PASSAGE FOURNI
<<<<
Conte de sagesse taoïste

dimanche 5 février 2012

L'impensable capacité à l'opposition

Un travail herculéen en perspective


Rappelons-nous que l'un des tout premiers mots appris et prononcés par le petit homme, après "maman" et "papa", est le "non!". Quelle merveilleuse audace, alors que, dépendant et vulnérable, cet être tout neuf ose braver la Loi de ceux qui pourtant assurent sa survie.

Quelle tragédie, par la suite, d'observer comment cette implacable entreprise qu'est l'éducation - ex ducere - nous amène au prix de souffrances devenues insensibles tellement elles nous ont abîmées, au point où notre premier réflexe est celui d'acquiescer, d'opiner du chef, de nous soumettre... "Tu sais que c'est impossible, et pourtant - c'en est devenu risible - tu cherches tous les jours, dès le matin, à arranger tout un chacun." (1)

L'acquiescement nous vient donc presque par réflexe... Or, il est impossible de dire véritablement "oui" aussi longtemps que celui-ci est le fait d'un faux self. Et pour le dire avec les mots de quelqu'un qui à également dû se battre avec lui-même pour se dégager d'un "oui" soumis : "pour dire oui, il faut pouvoir dire non." (2)
>>>>
CONSIGNE
Recopiez intégralement, sans la moindre modification, le texte sur la capacité à dire non.

ITEMS FOURNIS
<<<<
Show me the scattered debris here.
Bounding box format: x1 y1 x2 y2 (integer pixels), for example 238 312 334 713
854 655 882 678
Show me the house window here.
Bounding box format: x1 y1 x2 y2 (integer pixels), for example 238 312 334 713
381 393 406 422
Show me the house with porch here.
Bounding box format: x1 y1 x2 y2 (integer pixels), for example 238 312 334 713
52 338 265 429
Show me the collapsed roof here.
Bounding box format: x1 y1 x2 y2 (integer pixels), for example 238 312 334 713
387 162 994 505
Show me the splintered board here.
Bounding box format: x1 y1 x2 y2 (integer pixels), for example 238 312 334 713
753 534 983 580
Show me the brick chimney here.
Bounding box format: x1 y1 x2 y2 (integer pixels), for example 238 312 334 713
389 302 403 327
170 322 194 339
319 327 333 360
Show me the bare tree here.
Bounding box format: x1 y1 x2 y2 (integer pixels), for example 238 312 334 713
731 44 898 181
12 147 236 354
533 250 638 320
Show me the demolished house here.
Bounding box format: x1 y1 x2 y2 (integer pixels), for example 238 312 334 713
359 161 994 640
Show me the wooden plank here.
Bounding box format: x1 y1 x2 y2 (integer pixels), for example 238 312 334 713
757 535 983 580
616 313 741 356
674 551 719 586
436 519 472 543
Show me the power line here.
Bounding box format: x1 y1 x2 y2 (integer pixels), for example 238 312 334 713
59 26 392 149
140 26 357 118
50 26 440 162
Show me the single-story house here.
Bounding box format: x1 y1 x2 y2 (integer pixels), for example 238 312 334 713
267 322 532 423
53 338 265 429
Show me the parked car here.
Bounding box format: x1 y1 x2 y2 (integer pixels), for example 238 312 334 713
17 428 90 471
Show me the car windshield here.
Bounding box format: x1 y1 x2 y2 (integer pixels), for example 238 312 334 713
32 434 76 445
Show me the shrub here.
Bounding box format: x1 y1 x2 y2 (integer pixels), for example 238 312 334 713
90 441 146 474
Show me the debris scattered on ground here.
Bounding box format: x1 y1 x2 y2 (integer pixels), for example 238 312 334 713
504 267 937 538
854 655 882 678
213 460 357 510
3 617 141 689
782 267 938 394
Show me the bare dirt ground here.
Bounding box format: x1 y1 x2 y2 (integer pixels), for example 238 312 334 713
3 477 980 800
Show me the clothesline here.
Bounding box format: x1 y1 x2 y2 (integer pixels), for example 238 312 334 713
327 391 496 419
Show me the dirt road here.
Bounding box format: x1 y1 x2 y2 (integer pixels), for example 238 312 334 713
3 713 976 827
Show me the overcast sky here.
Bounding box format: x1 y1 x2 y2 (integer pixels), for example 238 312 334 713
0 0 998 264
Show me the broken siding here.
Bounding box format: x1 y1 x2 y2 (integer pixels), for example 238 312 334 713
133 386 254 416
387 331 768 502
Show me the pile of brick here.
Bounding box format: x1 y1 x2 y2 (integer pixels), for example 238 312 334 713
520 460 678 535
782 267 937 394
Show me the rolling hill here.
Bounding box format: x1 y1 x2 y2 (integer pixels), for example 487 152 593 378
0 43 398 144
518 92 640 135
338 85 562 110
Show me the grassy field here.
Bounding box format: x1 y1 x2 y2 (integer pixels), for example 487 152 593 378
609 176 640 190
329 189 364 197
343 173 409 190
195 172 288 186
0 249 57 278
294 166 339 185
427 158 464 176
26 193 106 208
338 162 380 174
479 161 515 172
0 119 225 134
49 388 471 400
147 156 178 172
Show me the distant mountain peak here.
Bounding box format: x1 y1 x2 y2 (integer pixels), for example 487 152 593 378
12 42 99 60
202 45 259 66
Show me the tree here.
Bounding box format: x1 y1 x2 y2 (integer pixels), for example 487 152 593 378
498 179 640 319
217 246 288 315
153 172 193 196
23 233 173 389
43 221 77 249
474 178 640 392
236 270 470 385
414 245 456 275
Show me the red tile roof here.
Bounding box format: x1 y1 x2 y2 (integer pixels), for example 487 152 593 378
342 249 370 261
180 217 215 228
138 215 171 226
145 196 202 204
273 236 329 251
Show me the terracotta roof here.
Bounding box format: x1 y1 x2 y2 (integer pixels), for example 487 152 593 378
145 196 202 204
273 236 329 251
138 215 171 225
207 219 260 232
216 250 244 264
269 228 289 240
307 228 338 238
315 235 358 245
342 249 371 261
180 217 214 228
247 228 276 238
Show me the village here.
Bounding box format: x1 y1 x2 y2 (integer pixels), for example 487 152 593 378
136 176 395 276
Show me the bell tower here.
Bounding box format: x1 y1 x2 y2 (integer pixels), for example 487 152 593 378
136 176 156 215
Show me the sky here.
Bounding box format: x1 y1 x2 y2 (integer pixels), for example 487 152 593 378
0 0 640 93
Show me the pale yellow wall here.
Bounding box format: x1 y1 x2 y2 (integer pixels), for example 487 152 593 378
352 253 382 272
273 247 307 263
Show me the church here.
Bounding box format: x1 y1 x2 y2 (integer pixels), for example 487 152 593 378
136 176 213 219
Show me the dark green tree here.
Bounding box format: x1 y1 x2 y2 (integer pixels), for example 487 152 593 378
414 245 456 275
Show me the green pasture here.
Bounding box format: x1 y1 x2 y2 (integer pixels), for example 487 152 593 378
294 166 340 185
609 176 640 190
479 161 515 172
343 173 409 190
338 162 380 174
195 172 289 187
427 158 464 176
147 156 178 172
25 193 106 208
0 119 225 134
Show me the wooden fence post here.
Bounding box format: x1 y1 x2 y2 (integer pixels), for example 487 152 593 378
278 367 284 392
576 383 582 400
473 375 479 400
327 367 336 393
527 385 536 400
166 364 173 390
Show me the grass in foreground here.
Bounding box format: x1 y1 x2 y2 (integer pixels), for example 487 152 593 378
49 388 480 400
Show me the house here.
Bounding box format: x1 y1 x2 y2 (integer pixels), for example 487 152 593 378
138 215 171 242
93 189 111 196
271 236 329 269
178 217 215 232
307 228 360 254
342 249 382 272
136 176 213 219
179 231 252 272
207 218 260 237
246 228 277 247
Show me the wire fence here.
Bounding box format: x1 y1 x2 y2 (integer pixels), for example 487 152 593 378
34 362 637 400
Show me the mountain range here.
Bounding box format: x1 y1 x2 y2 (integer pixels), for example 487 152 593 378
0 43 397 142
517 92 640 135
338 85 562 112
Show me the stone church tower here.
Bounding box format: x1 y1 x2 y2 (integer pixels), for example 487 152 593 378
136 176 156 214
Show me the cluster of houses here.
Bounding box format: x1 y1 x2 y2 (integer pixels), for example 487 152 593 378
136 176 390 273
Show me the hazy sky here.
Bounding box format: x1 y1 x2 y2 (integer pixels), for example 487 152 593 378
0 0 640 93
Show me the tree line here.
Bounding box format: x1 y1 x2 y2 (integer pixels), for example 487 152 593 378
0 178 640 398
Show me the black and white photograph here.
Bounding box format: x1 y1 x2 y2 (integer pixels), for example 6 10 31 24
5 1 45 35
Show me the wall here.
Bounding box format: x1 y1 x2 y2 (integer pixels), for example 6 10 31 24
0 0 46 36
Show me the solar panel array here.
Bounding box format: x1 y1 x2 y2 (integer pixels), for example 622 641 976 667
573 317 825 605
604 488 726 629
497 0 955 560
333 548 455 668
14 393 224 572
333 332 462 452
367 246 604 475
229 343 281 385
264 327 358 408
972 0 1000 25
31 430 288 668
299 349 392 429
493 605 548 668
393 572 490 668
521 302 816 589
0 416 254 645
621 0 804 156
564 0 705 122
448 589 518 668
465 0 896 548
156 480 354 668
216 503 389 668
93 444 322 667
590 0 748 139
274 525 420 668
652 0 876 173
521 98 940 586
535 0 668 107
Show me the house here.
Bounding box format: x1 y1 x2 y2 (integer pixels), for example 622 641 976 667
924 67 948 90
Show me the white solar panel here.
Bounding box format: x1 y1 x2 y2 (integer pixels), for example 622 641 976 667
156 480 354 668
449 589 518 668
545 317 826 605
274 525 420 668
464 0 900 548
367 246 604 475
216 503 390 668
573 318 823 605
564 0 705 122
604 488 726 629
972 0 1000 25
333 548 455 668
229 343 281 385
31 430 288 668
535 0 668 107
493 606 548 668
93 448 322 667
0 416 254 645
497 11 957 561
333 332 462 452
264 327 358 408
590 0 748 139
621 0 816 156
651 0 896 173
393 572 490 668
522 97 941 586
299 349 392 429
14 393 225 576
>>>>
EXERCICE RÉALISÉ
Conte de sagesse taoïste

dimanche 5 février 2012

L'impensable capacité à l'opposition

Un travail herculéen en perspective


Rappelons-nous que l'un des tout premiers mots appris et prononcés par le petit homme, après "maman" et "papa", est le "non!". Quelle merveilleuse audace, alors que, dépendant et vulnérable, cet être tout neuf ose braver la Loi de ceux qui pourtant assurent sa survie.

Quelle tragédie, par la suite, d'observer comment cette implacable entreprise qu'est l'éducation - ex ducere - nous amène au prix de souffrances devenues insensibles tellement elles nous ont abîmées, au point où notre premier réflexe est celui d'acquiescer, d'opiner du chef, de nous soumettre... "Tu sais que c'est impossible, et pourtant - c'en est devenu risible - tu cherches tous les jours, dès le matin, à arranger tout un chacun." (1)

L'acquiescement nous vient donc presque par réflexe... Or, il est impossible de dire véritablement "oui" aussi longtemps que celui-ci est le fait d'un faux self. Et pour le dire avec les mots de quelqu'un qui à également dû se battre avec lui-même pour se dégager d'un "oui" soumis : "pour dire oui, il faut pouvoir dire non." (2)